Agreement class detection

This section contains settings for detecting the morphological agreement class (e.g. feminine, masculine, plural)

Special values:

  • pos_agree_mapping: a special list of semicolon-separated mappings of POS categories to agreement classes, internally separated by angle brackets. For example: NNS>plural means the tag NNS gets mapped to the agreement class plural
  • agree_entity_mapping: similarly, a mapping of agreement classes to entity types. For example, in English, mapping female to person is usually correct: female>person;male>person
  • never_agree_pairs: semicolon-separated list of plus-separated pairs of agreement classes that are never compatible, e.g. male+plural
pos_agree_mapping=NPS>plural;NNPS>plural;NNS>plural
agree_entity_mapping=female>person;male>person
default_agree=inanim
# Agreement classes compatible with unknown agreement - all other classes will require strict agreement
agree_with_unknown=/inanim|male|female/
# Strict disagree sets, e.g. male+female; note that putting singular/plural here disrupts possible isa-table connections between the two.
# Separate each pair internally with plus, and multiple pairs with semicolon
never_agree_pairs=male+female
# Does isa matching of subclasses require morphological agreement?
isa_subclass_agreement=True
# Agreement classes incompatible with person type entities
no_person_agree=/inanim/
# Agreement class for coordinate/aggregate entities; plain string NOT a regex (use underscore to assign no special class)

[Items from a dataset]
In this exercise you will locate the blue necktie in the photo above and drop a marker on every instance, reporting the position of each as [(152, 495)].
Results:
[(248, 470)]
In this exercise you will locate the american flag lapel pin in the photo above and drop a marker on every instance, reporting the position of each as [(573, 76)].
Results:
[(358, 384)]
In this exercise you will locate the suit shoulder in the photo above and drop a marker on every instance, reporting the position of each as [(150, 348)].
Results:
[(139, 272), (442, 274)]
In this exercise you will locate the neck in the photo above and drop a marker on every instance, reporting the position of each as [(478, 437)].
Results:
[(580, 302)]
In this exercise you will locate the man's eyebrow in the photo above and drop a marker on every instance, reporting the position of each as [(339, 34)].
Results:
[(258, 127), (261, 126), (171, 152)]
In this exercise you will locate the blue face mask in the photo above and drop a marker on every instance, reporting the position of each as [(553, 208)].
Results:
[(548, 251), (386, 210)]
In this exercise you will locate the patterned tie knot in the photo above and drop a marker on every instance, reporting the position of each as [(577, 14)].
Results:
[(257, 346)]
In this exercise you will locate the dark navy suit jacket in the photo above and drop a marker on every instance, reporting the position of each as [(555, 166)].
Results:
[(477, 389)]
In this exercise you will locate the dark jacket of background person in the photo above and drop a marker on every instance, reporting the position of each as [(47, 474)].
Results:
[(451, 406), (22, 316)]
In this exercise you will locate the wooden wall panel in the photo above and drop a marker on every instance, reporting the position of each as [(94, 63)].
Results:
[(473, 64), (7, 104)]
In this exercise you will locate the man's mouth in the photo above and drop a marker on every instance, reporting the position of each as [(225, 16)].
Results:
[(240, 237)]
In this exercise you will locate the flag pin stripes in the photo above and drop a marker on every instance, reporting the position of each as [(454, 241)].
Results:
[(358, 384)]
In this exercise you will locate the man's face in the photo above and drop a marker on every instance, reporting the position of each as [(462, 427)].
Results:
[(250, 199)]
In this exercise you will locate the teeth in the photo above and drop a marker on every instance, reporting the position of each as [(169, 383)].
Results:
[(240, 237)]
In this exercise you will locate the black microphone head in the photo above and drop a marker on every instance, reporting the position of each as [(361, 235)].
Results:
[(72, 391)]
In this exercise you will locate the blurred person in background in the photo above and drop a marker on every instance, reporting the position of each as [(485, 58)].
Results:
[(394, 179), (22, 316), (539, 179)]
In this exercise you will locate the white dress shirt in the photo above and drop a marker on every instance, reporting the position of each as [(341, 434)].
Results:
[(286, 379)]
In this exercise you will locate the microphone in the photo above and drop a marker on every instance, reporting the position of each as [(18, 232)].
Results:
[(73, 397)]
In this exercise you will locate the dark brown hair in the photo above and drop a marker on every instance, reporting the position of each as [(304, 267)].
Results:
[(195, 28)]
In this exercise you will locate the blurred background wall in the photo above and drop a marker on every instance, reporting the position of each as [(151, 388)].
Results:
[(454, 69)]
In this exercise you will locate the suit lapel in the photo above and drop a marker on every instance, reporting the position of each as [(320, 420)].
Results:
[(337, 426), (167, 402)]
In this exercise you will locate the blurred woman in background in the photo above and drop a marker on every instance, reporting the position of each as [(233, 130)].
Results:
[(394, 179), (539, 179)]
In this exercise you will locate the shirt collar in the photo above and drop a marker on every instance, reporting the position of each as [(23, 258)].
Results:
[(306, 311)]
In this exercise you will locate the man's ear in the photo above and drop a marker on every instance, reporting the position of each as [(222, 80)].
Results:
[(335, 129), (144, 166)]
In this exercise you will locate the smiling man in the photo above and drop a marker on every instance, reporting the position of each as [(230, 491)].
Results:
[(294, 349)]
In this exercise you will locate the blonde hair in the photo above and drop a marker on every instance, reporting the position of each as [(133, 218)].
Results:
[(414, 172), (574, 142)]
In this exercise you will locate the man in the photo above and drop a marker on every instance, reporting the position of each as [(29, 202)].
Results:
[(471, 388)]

→ Task objective: Write out the agreement class settings word for word, from "isa_subclass_agreement=True" up to and including "no special class)".

→ Exercise response:
isa_subclass_agreement=True
# Agreement classes incompatible with person type entities
no_person_agree=/inanim/
# Agreement class for coordinate/aggregate entities; plain string NOT a regex (use underscore to assign no special class)